- TEXT
* * *

Contract Workers and the ACA

As employers consider strategies for addressing ACA compliance by the new 2015 timeline, some have undoubtedly considered ways to avoid the ACA altogether. As a brief refresher on this subject, the ACA requires businesses with at least 50 full-time equivalent employees to provide health insurance to those full-time employees; otherwise, the employer must pay a penalty. The ACA provides that “full-time employees” are those who work 30 (not 40) hours per week, and “full-time equivalent employees” are determined by calculating the total hours of service  for all non-full-time employees  (but not more than 120 hours for any one employee) in a month and then dividing that total by 120. If this total (actual full-time employees are also added to the mix) is 50 or more, the ACA applies to your business.

This has spurred some employers to reduce employee hours below the 30-hour full-time employee threshold to avoid ACA coverage; others have simply terminated employees to reduce their numbers below the 50 full-time equivalent base; and yet other employers have taken a second look at their employee classifications to ensure they are correctly characterized as “employees” (rather than contract workers or independent contractors). Some employers have taken the opposite approach, electing not to change anything and instead increase their employee benefits spending. For those employers reducing their headcount or employee hours, special considerations should be kept in mind.

* * *

- DATA SECTION

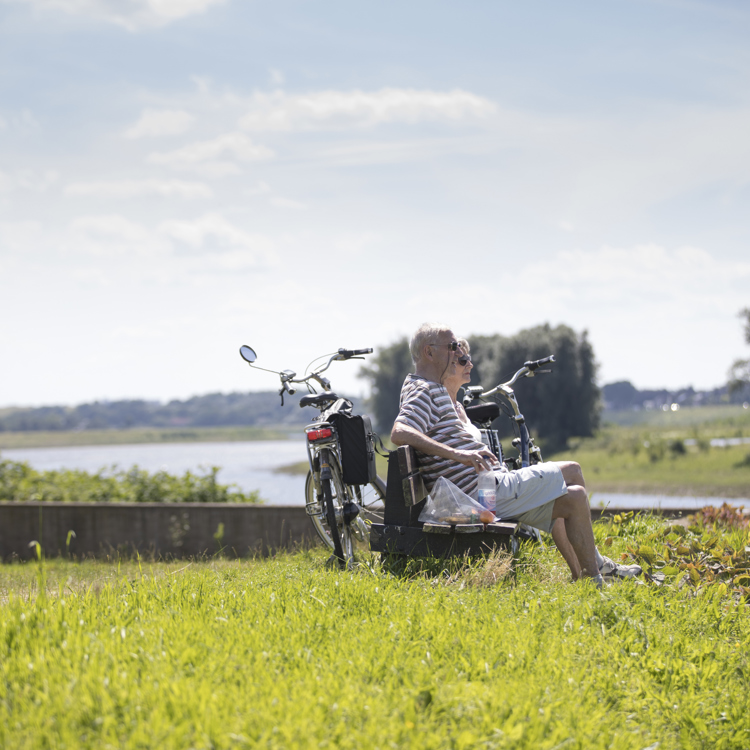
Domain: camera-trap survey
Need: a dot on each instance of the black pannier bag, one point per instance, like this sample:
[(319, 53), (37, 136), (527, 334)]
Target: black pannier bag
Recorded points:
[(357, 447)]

* * *

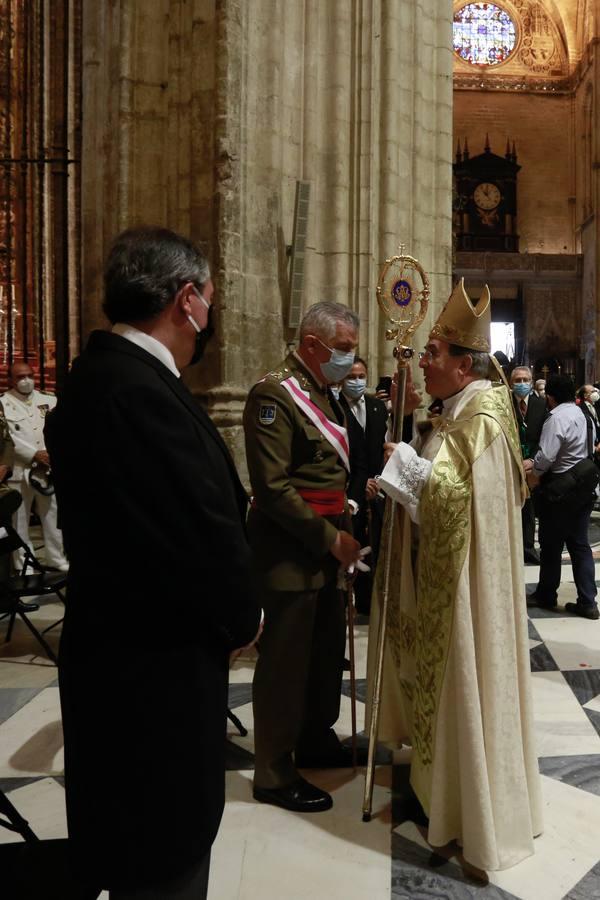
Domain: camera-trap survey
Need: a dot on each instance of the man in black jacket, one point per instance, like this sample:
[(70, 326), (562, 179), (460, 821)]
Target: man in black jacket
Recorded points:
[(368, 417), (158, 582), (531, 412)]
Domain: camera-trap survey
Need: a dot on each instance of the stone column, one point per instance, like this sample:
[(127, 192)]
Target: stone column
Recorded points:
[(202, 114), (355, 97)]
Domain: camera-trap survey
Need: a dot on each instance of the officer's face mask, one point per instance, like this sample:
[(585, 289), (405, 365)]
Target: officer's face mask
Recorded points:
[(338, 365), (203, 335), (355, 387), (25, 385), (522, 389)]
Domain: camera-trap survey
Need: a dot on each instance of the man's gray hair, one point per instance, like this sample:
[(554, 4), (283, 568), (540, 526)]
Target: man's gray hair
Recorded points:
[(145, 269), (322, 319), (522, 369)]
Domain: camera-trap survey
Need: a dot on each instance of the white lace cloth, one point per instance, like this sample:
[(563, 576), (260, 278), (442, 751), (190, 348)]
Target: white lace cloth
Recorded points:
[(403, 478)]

* * *

- TASK INSTRUCTIONS
• A. In the text on contract workers and the ACA, how many hours per week does a full-time employee work?
• B. Please rewrite the ACA text from "This has spurred" up to and including "kept in mind.", putting "workforce size" in place of "headcount".
The records are separate material from the text on contract workers and the ACA.

- OUTPUTS BY TASK
• A. 30 hours per week.

• B.
This has spurred some employers to reduce employee hours below the 30-hour full-time employee threshold to avoid ACA coverage; others have simply terminated employees to reduce their numbers below the 50 full-time equivalent base; and yet other employers have taken a second look at their employee classifications to ensure they are correctly characterized as “employees” (rather than contract workers or independent contractors). Some employers have taken the opposite approach, electing not to change anything and instead increase their employee benefits spending. For those employers reducing their workforce size or employee hours, special considerations should be kept in mind.